- Opening Delimiter -

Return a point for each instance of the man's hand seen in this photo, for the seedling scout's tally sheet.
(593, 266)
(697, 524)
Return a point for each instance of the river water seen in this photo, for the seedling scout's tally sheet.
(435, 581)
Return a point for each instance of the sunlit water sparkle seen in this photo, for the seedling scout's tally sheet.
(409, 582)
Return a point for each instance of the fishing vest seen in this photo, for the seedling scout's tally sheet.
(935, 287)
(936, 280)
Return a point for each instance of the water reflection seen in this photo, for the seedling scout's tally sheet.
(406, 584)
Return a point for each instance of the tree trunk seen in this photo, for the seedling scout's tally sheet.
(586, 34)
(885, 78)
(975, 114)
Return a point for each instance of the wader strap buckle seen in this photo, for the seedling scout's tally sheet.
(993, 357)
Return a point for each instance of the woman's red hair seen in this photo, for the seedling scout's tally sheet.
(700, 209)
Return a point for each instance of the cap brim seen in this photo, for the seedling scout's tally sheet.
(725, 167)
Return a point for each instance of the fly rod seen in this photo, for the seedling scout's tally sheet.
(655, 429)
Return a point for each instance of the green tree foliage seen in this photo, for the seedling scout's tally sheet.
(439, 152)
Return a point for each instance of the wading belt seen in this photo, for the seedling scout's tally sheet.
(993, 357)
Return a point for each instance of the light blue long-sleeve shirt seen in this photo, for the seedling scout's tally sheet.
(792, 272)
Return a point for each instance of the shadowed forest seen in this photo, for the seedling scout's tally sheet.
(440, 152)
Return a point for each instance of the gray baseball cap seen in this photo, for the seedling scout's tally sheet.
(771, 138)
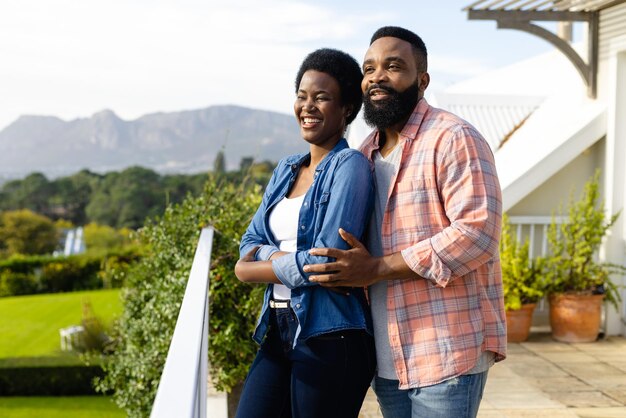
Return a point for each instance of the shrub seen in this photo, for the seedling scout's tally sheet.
(521, 276)
(71, 273)
(155, 287)
(15, 284)
(25, 232)
(572, 266)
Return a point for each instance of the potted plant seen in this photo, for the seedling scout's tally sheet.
(522, 283)
(578, 281)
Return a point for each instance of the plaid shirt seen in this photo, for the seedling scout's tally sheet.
(443, 213)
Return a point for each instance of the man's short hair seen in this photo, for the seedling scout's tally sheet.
(343, 68)
(419, 48)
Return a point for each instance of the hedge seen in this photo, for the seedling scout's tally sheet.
(26, 275)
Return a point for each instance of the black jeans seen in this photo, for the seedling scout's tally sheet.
(322, 377)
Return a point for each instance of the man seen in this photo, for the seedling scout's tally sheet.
(434, 269)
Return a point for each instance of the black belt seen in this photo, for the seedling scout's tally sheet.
(279, 304)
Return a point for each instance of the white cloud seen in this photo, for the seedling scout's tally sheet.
(71, 59)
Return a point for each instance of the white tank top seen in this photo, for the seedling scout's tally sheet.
(284, 226)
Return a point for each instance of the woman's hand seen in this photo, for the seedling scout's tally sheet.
(251, 255)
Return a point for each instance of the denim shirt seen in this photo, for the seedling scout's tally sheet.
(341, 196)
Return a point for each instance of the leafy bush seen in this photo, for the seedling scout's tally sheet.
(155, 288)
(521, 277)
(572, 266)
(25, 232)
(71, 273)
(15, 284)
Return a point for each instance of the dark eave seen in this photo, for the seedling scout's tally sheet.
(519, 14)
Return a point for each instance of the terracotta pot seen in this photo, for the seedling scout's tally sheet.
(575, 318)
(518, 323)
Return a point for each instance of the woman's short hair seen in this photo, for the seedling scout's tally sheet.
(343, 68)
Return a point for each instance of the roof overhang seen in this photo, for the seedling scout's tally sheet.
(554, 135)
(519, 14)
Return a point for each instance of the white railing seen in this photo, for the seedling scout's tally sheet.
(535, 228)
(182, 390)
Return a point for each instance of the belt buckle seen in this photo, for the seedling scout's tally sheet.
(279, 304)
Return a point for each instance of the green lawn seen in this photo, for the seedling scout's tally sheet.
(59, 407)
(29, 325)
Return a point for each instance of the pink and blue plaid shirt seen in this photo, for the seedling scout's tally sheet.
(443, 213)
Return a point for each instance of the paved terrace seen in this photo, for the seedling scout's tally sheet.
(539, 378)
(544, 378)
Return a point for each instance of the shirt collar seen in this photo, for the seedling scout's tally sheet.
(298, 159)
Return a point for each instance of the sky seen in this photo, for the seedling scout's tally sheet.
(71, 59)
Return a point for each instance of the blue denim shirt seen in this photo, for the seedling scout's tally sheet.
(341, 196)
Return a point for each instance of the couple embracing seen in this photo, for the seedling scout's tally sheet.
(381, 264)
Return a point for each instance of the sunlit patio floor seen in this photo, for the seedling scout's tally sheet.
(545, 378)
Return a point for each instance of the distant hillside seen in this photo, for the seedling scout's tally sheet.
(167, 142)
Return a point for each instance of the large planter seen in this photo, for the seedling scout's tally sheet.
(518, 323)
(575, 318)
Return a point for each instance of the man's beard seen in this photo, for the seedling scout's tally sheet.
(397, 107)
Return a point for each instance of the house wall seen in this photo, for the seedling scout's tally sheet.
(612, 26)
(556, 191)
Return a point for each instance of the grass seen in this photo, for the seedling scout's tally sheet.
(29, 325)
(59, 407)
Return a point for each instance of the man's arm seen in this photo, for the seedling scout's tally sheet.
(356, 267)
(472, 200)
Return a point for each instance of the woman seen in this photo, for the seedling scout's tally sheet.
(316, 355)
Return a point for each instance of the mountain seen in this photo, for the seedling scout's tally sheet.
(183, 142)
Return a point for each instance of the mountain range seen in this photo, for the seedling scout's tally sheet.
(181, 142)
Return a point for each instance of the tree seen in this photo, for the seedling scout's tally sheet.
(219, 165)
(104, 238)
(126, 198)
(25, 232)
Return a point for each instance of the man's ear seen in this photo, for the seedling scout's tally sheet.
(424, 81)
(348, 111)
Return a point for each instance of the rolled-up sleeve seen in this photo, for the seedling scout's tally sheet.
(349, 207)
(470, 193)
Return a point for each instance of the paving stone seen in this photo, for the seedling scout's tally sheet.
(515, 348)
(502, 370)
(617, 394)
(548, 346)
(619, 412)
(606, 382)
(558, 384)
(535, 413)
(568, 357)
(590, 370)
(538, 368)
(587, 399)
(498, 385)
(544, 378)
(521, 400)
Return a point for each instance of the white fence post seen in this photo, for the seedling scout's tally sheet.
(182, 389)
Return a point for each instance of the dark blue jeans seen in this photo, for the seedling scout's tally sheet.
(322, 377)
(458, 397)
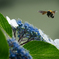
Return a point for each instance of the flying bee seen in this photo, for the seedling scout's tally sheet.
(49, 13)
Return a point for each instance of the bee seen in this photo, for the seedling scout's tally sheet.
(49, 13)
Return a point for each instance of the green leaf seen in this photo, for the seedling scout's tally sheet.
(4, 49)
(42, 50)
(5, 25)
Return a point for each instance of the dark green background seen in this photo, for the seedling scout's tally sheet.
(27, 11)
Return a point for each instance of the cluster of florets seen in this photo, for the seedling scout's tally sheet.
(16, 51)
(27, 32)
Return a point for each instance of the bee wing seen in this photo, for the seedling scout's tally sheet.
(54, 12)
(43, 12)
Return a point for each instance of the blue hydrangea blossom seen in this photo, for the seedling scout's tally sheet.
(16, 51)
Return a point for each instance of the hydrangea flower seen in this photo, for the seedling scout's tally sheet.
(16, 51)
(12, 22)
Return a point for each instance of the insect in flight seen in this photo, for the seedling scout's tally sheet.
(49, 13)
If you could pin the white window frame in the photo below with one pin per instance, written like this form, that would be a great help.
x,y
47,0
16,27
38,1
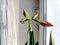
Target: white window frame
x,y
43,16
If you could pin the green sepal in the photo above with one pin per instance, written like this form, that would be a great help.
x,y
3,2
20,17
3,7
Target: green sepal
x,y
37,43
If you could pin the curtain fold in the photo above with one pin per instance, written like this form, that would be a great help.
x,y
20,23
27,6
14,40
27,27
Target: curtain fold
x,y
9,21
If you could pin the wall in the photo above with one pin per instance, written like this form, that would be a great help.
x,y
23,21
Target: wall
x,y
29,5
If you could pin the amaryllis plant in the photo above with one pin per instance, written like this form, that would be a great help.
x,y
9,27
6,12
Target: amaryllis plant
x,y
29,19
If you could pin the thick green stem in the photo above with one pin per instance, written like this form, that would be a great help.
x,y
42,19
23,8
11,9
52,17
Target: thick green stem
x,y
31,34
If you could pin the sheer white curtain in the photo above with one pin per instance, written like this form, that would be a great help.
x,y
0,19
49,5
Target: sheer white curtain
x,y
9,23
53,16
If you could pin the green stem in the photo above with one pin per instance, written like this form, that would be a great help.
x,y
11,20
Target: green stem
x,y
31,33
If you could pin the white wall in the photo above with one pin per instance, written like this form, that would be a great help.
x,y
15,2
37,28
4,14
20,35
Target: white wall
x,y
53,16
29,5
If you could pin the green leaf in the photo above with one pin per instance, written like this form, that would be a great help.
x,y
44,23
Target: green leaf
x,y
51,42
39,21
37,43
26,14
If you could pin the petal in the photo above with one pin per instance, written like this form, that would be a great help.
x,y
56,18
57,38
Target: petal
x,y
26,14
46,24
36,14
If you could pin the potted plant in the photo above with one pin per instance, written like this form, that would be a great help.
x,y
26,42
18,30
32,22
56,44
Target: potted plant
x,y
29,19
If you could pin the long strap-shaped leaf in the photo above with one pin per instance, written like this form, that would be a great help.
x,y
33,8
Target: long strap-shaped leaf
x,y
51,42
31,38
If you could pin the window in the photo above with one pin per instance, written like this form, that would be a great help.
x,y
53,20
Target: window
x,y
53,16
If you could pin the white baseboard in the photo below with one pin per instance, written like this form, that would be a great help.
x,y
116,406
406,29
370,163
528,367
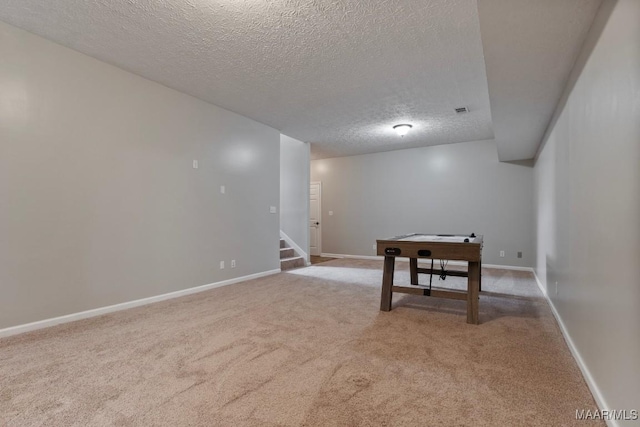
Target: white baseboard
x,y
595,390
380,258
295,247
14,330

- Closing Delimiter -

» Assigned task
What is the number of lines above that hold the string "below"? Answer with that number alone.

» Answer space
2